(Records from a data source)
"""
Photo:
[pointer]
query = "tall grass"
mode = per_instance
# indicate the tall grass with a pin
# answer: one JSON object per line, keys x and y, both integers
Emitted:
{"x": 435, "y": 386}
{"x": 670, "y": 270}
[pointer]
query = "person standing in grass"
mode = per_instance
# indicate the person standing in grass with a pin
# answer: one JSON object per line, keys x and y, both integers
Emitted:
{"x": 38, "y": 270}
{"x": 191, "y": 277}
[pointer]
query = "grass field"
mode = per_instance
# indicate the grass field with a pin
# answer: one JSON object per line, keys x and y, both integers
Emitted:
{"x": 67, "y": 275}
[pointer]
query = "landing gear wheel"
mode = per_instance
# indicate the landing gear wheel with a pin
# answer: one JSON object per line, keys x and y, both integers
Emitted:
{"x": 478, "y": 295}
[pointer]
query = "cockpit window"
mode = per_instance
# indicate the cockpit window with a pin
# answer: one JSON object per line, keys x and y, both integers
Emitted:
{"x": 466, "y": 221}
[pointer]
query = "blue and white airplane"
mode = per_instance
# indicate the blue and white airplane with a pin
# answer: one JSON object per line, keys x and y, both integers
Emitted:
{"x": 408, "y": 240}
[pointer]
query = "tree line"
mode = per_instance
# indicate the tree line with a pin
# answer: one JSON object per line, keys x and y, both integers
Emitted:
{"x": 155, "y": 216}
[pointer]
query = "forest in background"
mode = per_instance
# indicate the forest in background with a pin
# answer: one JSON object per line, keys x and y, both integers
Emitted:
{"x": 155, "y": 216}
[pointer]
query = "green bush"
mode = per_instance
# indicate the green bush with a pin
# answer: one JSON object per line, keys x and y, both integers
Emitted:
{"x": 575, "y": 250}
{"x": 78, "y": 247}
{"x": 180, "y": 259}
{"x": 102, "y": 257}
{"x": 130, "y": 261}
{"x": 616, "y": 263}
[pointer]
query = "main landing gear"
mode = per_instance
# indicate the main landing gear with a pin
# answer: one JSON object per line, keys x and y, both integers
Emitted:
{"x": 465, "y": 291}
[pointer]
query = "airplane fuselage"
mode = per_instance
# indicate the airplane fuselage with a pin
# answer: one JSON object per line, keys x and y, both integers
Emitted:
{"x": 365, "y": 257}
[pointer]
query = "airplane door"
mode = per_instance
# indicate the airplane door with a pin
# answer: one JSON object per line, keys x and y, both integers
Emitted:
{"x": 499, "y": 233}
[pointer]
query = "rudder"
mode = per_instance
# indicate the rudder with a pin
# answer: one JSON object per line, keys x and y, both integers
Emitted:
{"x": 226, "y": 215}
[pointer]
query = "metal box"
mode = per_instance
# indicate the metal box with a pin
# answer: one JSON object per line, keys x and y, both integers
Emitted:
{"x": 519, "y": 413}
"""
Goal of the exercise:
Set all of the records down again, exactly as they stand.

Reply to the exercise:
Photo:
[pointer]
query = "tall grass"
mode = per_instance
# indicate the tall grass with a pin
# answer: one JSON object per line, keys x and y, both integers
Emitted:
{"x": 435, "y": 386}
{"x": 670, "y": 270}
[pointer]
query = "person standing in grass"
mode = per_instance
# indicate the person standing in grass with a pin
# answer: one JSON object per line, keys x and y, both integers
Emitted:
{"x": 38, "y": 270}
{"x": 191, "y": 277}
[pointer]
query = "grass field"
mode = per_instance
# indicate the grass field with a pin
# answer: one JSON object per line, keys x and y, both integers
Emitted:
{"x": 67, "y": 275}
[pointer]
query = "landing gear wheel"
mode = per_instance
# indicate the landing gear wheel with a pin
# answer: one JSON object per line, keys x and y, both integers
Emitted:
{"x": 478, "y": 295}
[pointer]
query = "cockpit window"
mode = per_instance
# indicate the cockpit window with a pin
# answer: one JSON object per line, keys x and y, both integers
Emitted:
{"x": 466, "y": 221}
[pointer]
query = "blue and white airplane"
mode = per_instance
# indicate the blue and white airplane with a pin
# answer: one JSON object per line, keys x and y, both integers
Emitted:
{"x": 408, "y": 240}
[pointer]
query = "tree line"
mode = per_instance
# indicate the tree line with a pin
# answer: one JSON object per line, keys x and y, both integers
Emitted:
{"x": 155, "y": 216}
[pointer]
query = "forest in background"
mode = per_instance
# indicate the forest in background with a pin
# answer: one JSON object per line, keys x and y, both integers
Emitted:
{"x": 155, "y": 216}
[pointer]
query = "green bush"
mode = per_instance
# indicate the green bush with a pin
# answer: one JSON object per line, keys x and y, both integers
Emitted:
{"x": 575, "y": 250}
{"x": 78, "y": 247}
{"x": 180, "y": 259}
{"x": 102, "y": 257}
{"x": 130, "y": 261}
{"x": 616, "y": 263}
[pointer]
query = "main landing gear"
mode = per_instance
# indicate the main landing gear with a pin
# answer: one JSON object per line, keys x and y, both integers
Emitted:
{"x": 465, "y": 291}
[pointer]
query = "airplane fuselage"
mode = per_instance
# indicate the airplane fuselage with a pin
# answer: one JSON object per line, keys x and y, both integers
Emitted:
{"x": 365, "y": 257}
[pointer]
query = "airplane door"
mode = per_instance
# indicate the airplane door with a pin
# answer: one JSON object per line, keys x and y, both integers
Emitted:
{"x": 499, "y": 233}
[pointer]
query = "rudder"
mode = per_instance
# indicate the rudder with a pin
# answer: one JSON object per line, keys x and y, both integers
Emitted:
{"x": 226, "y": 215}
[pointer]
query = "metal box"
mode = per_instance
# indicate the metal box with a pin
# answer: one JSON object per line, keys x and y, both integers
Emitted:
{"x": 519, "y": 413}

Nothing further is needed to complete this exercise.